Given problem
Which lines in the listing below contain the string "person"? List each of those lines in full.

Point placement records
· · · · · · ·
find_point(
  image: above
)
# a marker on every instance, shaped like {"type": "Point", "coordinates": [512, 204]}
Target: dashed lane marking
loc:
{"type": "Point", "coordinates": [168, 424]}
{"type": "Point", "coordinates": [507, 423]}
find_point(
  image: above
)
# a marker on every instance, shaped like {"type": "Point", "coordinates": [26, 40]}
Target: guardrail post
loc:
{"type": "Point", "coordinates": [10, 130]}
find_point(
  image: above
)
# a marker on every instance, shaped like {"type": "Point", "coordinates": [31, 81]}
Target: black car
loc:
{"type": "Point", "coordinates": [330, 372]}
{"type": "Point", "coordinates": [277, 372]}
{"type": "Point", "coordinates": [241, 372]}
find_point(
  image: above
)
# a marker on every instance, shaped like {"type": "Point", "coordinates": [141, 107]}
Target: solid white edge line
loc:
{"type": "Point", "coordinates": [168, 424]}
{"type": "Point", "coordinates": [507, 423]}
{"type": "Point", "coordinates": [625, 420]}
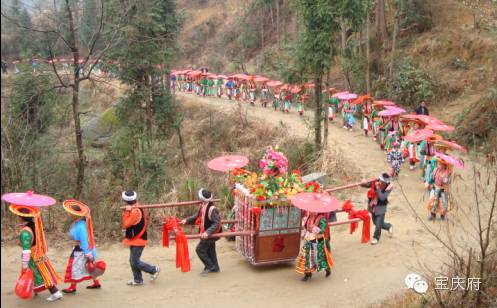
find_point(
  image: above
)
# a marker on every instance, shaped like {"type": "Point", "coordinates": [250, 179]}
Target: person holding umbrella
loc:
{"type": "Point", "coordinates": [32, 241]}
{"type": "Point", "coordinates": [315, 254]}
{"type": "Point", "coordinates": [441, 181]}
{"type": "Point", "coordinates": [377, 204]}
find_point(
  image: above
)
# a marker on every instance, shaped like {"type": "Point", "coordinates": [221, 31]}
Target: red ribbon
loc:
{"type": "Point", "coordinates": [182, 255]}
{"type": "Point", "coordinates": [361, 214]}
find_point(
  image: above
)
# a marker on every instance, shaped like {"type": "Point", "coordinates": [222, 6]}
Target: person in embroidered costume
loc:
{"type": "Point", "coordinates": [377, 204]}
{"type": "Point", "coordinates": [264, 94]}
{"type": "Point", "coordinates": [315, 254]}
{"type": "Point", "coordinates": [34, 251]}
{"type": "Point", "coordinates": [439, 192]}
{"type": "Point", "coordinates": [209, 223]}
{"type": "Point", "coordinates": [333, 104]}
{"type": "Point", "coordinates": [277, 98]}
{"type": "Point", "coordinates": [84, 251]}
{"type": "Point", "coordinates": [135, 222]}
{"type": "Point", "coordinates": [367, 110]}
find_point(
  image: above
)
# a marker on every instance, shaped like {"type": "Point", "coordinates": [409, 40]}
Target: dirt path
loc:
{"type": "Point", "coordinates": [363, 274]}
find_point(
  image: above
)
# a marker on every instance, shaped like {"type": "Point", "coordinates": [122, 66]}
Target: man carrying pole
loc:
{"type": "Point", "coordinates": [135, 223]}
{"type": "Point", "coordinates": [209, 223]}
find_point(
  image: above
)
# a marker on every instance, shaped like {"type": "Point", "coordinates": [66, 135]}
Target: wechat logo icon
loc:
{"type": "Point", "coordinates": [417, 283]}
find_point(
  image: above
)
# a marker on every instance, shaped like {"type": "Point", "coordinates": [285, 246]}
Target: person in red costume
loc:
{"type": "Point", "coordinates": [209, 223]}
{"type": "Point", "coordinates": [135, 222]}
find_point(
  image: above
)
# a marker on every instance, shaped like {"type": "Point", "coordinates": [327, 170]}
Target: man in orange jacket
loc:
{"type": "Point", "coordinates": [135, 222]}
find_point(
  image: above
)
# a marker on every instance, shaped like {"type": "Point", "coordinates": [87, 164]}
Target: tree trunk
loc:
{"type": "Point", "coordinates": [381, 22]}
{"type": "Point", "coordinates": [75, 105]}
{"type": "Point", "coordinates": [148, 109]}
{"type": "Point", "coordinates": [318, 113]}
{"type": "Point", "coordinates": [394, 39]}
{"type": "Point", "coordinates": [181, 144]}
{"type": "Point", "coordinates": [343, 33]}
{"type": "Point", "coordinates": [262, 28]}
{"type": "Point", "coordinates": [326, 111]}
{"type": "Point", "coordinates": [368, 56]}
{"type": "Point", "coordinates": [278, 22]}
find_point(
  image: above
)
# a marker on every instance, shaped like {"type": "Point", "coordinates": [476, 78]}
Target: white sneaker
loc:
{"type": "Point", "coordinates": [56, 296]}
{"type": "Point", "coordinates": [132, 282]}
{"type": "Point", "coordinates": [156, 274]}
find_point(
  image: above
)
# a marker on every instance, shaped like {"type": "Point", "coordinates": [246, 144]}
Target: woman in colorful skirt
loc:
{"type": "Point", "coordinates": [84, 251]}
{"type": "Point", "coordinates": [315, 254]}
{"type": "Point", "coordinates": [219, 87]}
{"type": "Point", "coordinates": [34, 251]}
{"type": "Point", "coordinates": [439, 201]}
{"type": "Point", "coordinates": [252, 88]}
{"type": "Point", "coordinates": [288, 101]}
{"type": "Point", "coordinates": [395, 158]}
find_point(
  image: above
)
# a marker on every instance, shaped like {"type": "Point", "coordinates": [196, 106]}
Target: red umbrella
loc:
{"type": "Point", "coordinates": [228, 162]}
{"type": "Point", "coordinates": [261, 79]}
{"type": "Point", "coordinates": [384, 103]}
{"type": "Point", "coordinates": [440, 127]}
{"type": "Point", "coordinates": [390, 112]}
{"type": "Point", "coordinates": [345, 96]}
{"type": "Point", "coordinates": [451, 145]}
{"type": "Point", "coordinates": [316, 202]}
{"type": "Point", "coordinates": [274, 83]}
{"type": "Point", "coordinates": [429, 119]}
{"type": "Point", "coordinates": [454, 161]}
{"type": "Point", "coordinates": [410, 117]}
{"type": "Point", "coordinates": [295, 89]}
{"type": "Point", "coordinates": [419, 135]}
{"type": "Point", "coordinates": [28, 199]}
{"type": "Point", "coordinates": [241, 76]}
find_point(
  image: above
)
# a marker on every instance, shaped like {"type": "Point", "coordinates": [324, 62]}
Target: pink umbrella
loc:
{"type": "Point", "coordinates": [419, 135]}
{"type": "Point", "coordinates": [454, 161]}
{"type": "Point", "coordinates": [451, 145]}
{"type": "Point", "coordinates": [429, 119]}
{"type": "Point", "coordinates": [384, 103]}
{"type": "Point", "coordinates": [28, 199]}
{"type": "Point", "coordinates": [440, 127]}
{"type": "Point", "coordinates": [274, 83]}
{"type": "Point", "coordinates": [346, 96]}
{"type": "Point", "coordinates": [228, 162]}
{"type": "Point", "coordinates": [390, 112]}
{"type": "Point", "coordinates": [395, 108]}
{"type": "Point", "coordinates": [316, 202]}
{"type": "Point", "coordinates": [261, 79]}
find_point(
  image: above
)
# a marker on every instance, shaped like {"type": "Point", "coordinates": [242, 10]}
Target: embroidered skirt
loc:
{"type": "Point", "coordinates": [76, 270]}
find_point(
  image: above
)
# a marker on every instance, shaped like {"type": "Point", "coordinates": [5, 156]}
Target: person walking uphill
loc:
{"type": "Point", "coordinates": [377, 204]}
{"type": "Point", "coordinates": [135, 222]}
{"type": "Point", "coordinates": [209, 222]}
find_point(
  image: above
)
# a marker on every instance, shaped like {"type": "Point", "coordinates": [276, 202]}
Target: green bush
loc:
{"type": "Point", "coordinates": [411, 84]}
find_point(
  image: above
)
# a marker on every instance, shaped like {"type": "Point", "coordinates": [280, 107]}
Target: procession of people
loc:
{"type": "Point", "coordinates": [415, 137]}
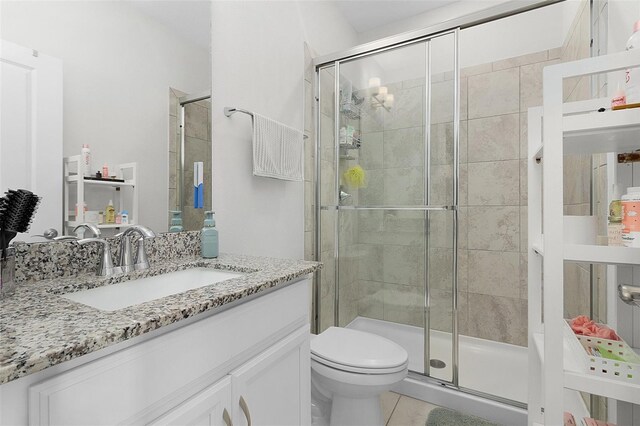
· · · · · · ·
Result for this exercise
Target: person holding umbrella
Target: person in embroidered costume
Target: person in red costume
Target: person walking uphill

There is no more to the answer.